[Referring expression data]
•••

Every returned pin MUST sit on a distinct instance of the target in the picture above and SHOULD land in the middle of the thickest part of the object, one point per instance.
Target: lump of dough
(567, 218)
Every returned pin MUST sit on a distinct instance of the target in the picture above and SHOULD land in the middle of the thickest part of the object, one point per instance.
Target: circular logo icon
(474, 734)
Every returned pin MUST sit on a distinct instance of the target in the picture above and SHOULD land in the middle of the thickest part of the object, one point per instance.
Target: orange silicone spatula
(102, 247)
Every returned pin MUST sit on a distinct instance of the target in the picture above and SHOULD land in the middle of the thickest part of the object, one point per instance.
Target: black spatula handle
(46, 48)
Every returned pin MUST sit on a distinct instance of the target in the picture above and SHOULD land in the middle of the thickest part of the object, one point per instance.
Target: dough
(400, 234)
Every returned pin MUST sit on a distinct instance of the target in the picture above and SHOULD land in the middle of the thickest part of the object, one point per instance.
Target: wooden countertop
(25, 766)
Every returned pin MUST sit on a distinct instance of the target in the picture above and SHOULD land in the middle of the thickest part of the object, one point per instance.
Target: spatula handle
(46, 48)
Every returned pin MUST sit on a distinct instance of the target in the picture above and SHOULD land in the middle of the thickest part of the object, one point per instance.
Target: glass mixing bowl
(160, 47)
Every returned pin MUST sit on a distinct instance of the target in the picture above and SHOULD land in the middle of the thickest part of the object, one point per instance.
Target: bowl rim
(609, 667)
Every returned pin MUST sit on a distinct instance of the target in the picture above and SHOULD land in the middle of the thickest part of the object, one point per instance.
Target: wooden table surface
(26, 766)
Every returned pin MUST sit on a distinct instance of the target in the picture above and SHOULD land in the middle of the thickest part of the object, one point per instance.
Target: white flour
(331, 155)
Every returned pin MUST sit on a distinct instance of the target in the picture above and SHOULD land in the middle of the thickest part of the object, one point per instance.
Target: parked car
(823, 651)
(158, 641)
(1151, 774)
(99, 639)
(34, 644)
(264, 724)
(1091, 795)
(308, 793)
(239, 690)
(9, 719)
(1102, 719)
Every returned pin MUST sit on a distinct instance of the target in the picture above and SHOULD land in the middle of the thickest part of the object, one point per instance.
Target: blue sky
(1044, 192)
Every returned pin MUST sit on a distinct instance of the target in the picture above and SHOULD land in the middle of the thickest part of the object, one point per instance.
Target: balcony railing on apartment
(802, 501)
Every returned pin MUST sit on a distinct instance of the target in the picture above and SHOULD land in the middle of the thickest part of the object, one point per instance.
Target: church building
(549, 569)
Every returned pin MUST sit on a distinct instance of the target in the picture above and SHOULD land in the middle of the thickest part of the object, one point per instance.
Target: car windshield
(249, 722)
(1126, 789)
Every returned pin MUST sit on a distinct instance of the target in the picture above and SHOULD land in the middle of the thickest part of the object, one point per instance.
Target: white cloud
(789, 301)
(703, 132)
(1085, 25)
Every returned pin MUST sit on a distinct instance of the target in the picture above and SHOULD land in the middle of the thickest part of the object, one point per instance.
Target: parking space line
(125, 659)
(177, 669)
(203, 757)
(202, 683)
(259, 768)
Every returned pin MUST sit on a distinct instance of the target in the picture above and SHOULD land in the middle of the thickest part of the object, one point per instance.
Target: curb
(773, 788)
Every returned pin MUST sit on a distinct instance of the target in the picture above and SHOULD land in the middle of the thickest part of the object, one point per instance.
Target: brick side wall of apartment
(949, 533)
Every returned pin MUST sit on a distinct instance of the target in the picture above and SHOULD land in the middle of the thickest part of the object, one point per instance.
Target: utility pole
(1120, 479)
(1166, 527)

•••

WHAT YOU WILL DO ->
Word for word, every record must be given again.

RESULT OF THE EXERCISE ->
Every returned pin MUST sit on a distinct instance of the target in the picture above and SHOULD land in the middle of the thickest part of the object, one point per instance.
Target: lump of dough
(567, 218)
Every returned pin MUST sit on a distinct instance of the target in the picture above and SHOULD land in the middle of the thickest part of the object, one point per instance.
Target: circular logo icon
(474, 734)
Every returned pin MUST sit on a distinct instance of the target in the picture above and SHOULD land in the middle of the thickest part of the object, one point per instance.
Target: orange silicone spatula
(102, 247)
Every returned pin MUST sit on a distinct instance of the target in the picture above and SHOULD land in the middle of the thickest part of the object, one point per instance.
Target: black spatula handle
(46, 48)
Every returned pin MUST sit on a distinct instance of the target in the picture above and SHOULD land in the middle of the thickest part of the object, one point per instance.
Target: dough
(400, 234)
Every returned pin MUST sit on a distinct instance of the target in the picture above and SHOULD land in the middle of the thickest part of the object, one point per instance.
Target: wooden countertop
(25, 766)
Every returned pin MUST sit on a distinct instance of the target in the picture above and SHOULD land in the middle of the thickest part of the object, one point per instance.
Target: spatula handle
(46, 48)
Every returned pin MUST sit on a distinct instance of the target in the picture above and SHOULD land in the middle of the thickest part of the object, one point per instance.
Target: glass mixing bowl
(160, 47)
Every returned pin MUST sit on a distinct instance of the target in the picture above and SHOULD land in the middle of the thickest part of the object, one point per instance.
Target: bowl rim
(609, 667)
Every returned pin MUST sit on a distinct instance of the target in the picture above and SHOULD land in the middle of the thickest part of the object, one point per instance.
Target: wooden table surface
(26, 766)
Every returned pin MUST sit on a distinct instance of the target in the picture above and SHOULD land in the middle of the thickest part of the object, one point per instance.
Target: white flour
(331, 155)
Every returned pin MUST sit on a distinct instance of the target in the picture above and SHOULD land in the middle of the thickest part of the object, one point per instance.
Target: parked car
(823, 651)
(158, 641)
(1151, 774)
(99, 639)
(34, 644)
(264, 724)
(1091, 795)
(308, 793)
(239, 690)
(9, 719)
(1102, 719)
Every returned pin MUST sit on a distinct instance of the target in the picture above and SHOULD land in the middle of the thickest part of the object, one point per instance.
Target: blue sky
(1044, 192)
Every returned pin MUST sit on a distinct instance of the target in the picture above and SHOULD land in the middle of the thickest part of the object, one point per instance.
Target: balcony railing on apartment
(802, 501)
Every returned pin MUST sit on a distinct instance of the target in the picture above and SHOULD land in the middle of the thickest part of the object, one point per instance.
Target: church building
(549, 569)
Every returned pin MUST sit on a distinct instance of the target in the picture above and SHOULD land in the middle of the thickest part of the object, one point per instance.
Target: car windshield
(249, 722)
(1126, 789)
Every returned pin MUST sit on a distinct instance of the target in the picture above and SHOULD land in the middle of the thickest part of the object, one point per instance.
Target: white cloud
(789, 301)
(703, 132)
(1085, 25)
Every returned pin MUST sit on a distinct instance of the target in the picture above and SHOULD land in the middle of the thickest part of the object, one point per instance.
Target: parking space line
(125, 659)
(177, 669)
(203, 757)
(202, 683)
(259, 768)
Every returned pin MUST sit on a distinct instance of the target in the picture above and SHOULD land in the middle of the thickest part of the object, one point per instance.
Target: curb
(773, 788)
Every returned pin MUST sit on a distinct instance of the target in the picture above and SHOULD land in the middle of the thickest part of the object, one point per instance.
Target: brick side wall of apartment
(949, 533)
Every returned pin MUST sit on a distinct instance of the target in the picture above and SHOULD land in the middle of the thickest part of the object, one point per instance.
Target: utility pole
(1120, 479)
(1166, 527)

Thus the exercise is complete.